Coordinate labeling data
_____

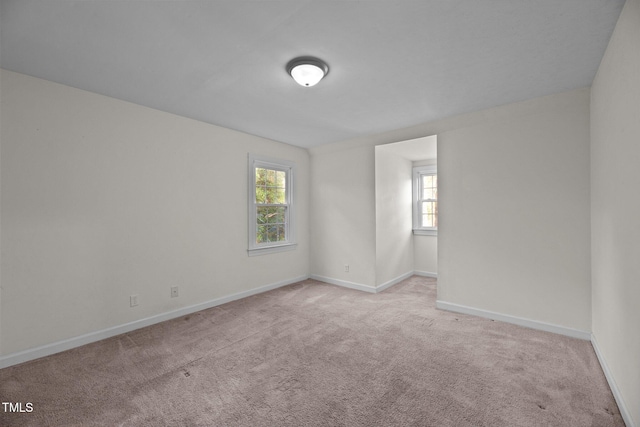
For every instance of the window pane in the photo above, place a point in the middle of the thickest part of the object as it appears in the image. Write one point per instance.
(261, 234)
(429, 193)
(279, 195)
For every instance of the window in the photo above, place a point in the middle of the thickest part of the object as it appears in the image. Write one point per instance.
(425, 200)
(270, 205)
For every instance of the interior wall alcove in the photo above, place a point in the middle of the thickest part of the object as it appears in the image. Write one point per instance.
(398, 251)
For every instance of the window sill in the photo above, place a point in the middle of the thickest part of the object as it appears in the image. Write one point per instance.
(272, 249)
(422, 232)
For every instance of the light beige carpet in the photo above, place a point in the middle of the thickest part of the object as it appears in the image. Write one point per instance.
(312, 354)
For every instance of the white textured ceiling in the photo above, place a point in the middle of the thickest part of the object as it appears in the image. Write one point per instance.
(393, 64)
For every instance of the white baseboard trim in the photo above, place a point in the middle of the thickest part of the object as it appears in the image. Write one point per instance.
(345, 284)
(425, 274)
(624, 411)
(392, 282)
(57, 347)
(533, 324)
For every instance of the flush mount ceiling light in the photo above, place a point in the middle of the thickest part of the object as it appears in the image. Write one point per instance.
(307, 71)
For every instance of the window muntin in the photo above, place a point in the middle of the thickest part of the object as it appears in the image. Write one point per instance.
(270, 205)
(425, 203)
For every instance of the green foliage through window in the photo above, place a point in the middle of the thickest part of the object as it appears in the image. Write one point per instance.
(271, 204)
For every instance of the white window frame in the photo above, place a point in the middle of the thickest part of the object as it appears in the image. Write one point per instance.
(418, 173)
(256, 161)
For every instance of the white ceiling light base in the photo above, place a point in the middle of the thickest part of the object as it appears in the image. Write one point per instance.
(307, 71)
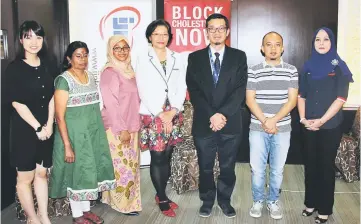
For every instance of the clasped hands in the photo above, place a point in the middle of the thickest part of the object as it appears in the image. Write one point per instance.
(218, 121)
(312, 125)
(46, 132)
(269, 125)
(167, 117)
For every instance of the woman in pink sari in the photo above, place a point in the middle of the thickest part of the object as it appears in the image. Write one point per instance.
(122, 122)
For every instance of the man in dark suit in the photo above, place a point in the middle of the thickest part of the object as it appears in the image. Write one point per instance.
(216, 80)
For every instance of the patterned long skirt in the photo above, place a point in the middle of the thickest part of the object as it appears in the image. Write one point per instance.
(152, 135)
(126, 197)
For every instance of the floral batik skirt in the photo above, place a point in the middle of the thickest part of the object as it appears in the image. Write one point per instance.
(126, 197)
(152, 134)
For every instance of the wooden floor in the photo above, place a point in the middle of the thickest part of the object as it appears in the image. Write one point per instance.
(346, 209)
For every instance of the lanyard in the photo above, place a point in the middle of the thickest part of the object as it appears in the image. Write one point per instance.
(212, 62)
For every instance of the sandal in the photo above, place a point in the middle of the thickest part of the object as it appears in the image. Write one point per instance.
(82, 220)
(131, 213)
(320, 220)
(93, 217)
(166, 209)
(307, 213)
(172, 204)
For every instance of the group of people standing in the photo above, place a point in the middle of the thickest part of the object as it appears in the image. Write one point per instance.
(97, 149)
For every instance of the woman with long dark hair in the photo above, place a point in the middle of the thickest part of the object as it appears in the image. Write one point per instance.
(29, 89)
(82, 163)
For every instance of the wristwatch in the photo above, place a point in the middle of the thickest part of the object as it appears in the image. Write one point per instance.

_____

_Aim of the exercise_
Please write out every entry above word for word, leaving out the pictures.

_Solved problem_
For every instance of the window pane in the photo above, place a point in the middle of the thickest part of the object as it appears in the image. Write one point per instance.
(261, 234)
(429, 193)
(279, 195)
For every instance of the window in the photo above, place a point in the middle of the thickest part of the object as it appears in the image. Write one point per instance.
(425, 200)
(270, 205)
For every instance of the interior wall alcove in the photo above, place a point in the middle of the thickest part of the object as it appears in the image. Write one point per instance.
(398, 251)
For every instance of the window sill in the photo above, place a point in the middle of the thickest part of the object as it appears in the image. Write one point per instance.
(272, 249)
(422, 232)
For every instance of the light beige carpet in the photo above, place a point in the middle of the thickest part of the object as it appears in the image. Write one point per instance.
(312, 354)
For every instance of the white textured ceiling in the photo above, place a point in the middle of the thickest part of the object as it appears in the image. Write one point per instance.
(393, 64)
For every instance of the white baseboard trim in the photo above, place a point in the middle of the thickest part of the object as it appears in the image. Write one point per instance.
(345, 284)
(425, 274)
(624, 411)
(392, 282)
(57, 347)
(533, 324)
For every instance of the flush mount ceiling light in the photo above, place a point in the middle of the thickest part of the object as it appears in the image. Write one point per instance.
(307, 71)
For every instance of the window muntin in the photo above, place a point in the middle of the thickest part of the object as it appears in the image. Write one point per instance.
(270, 205)
(425, 203)
For every instance of the green foliage through window in the photo above, place a point in the middle of the thickest part of the object as it appears in the image. Write one point per instance.
(271, 204)
For every instance of the white window frame in the photo above, place a point in the middle of the thickest part of the object as it appears in the image. Write one point per instance.
(418, 173)
(256, 161)
For every instance of the white ceiling light base in the photo above, place a point in the middle of the thickest part of the object as it appears in the image. Write one point per instance.
(307, 71)
For every instance of the clasped hands in the photo above, place a point in the middle of the thickest part of the object as it appears in the image. Write one point per instance.
(218, 121)
(312, 125)
(46, 132)
(269, 125)
(167, 117)
For every instance of the woman in pink sari in the photo above, place a point in the middle of the thickest part of the object as it appears in the image. Write one point per instance.
(122, 122)
For every instance of the man in dark suit in the photo above, place a point in the middle of the thickest part of the object as it appears in the image. Write one point per instance.
(216, 80)
For every instance of the patterned long skirt in the photo above, place a point in the middle of the thickest part of the object as it appears in the image. Write one point per instance.
(152, 135)
(126, 197)
For every instance of the floral batik skirt in the photo above, place a point in the middle of the thickest part of the object as it appears in the image. Write one point per instance.
(126, 197)
(152, 134)
For every instance of the wooden floor in the photo above, place a point in the middle of the thickest part of the object as it appears in the image. Write one point per instance.
(346, 209)
For every instance of the lanyard in the photo above, place a point in the middle of the thickest part of the object as it appears in the image. Write one point per instance.
(212, 62)
For every instance of the sandal in the photo above, place a point in the middle of the thickest part of the object as it appears in the image. Write one point per instance.
(82, 220)
(131, 213)
(320, 220)
(93, 217)
(166, 209)
(307, 213)
(172, 204)
For every instance of the group of people standing in the photo above, place a point in the middle of the thickest part of the object as it appears in the image. Write one point per instance.
(97, 149)
For every instance of the woman with long dark hair in the photo above, place a point in the middle of the thickest part of the object as it appears in the image. Write one point per instance.
(29, 89)
(82, 163)
For every instance of the wristwatch in the photo above, place a point in the middle of the thickest part of the object as it appears in the image. Write one point per instance.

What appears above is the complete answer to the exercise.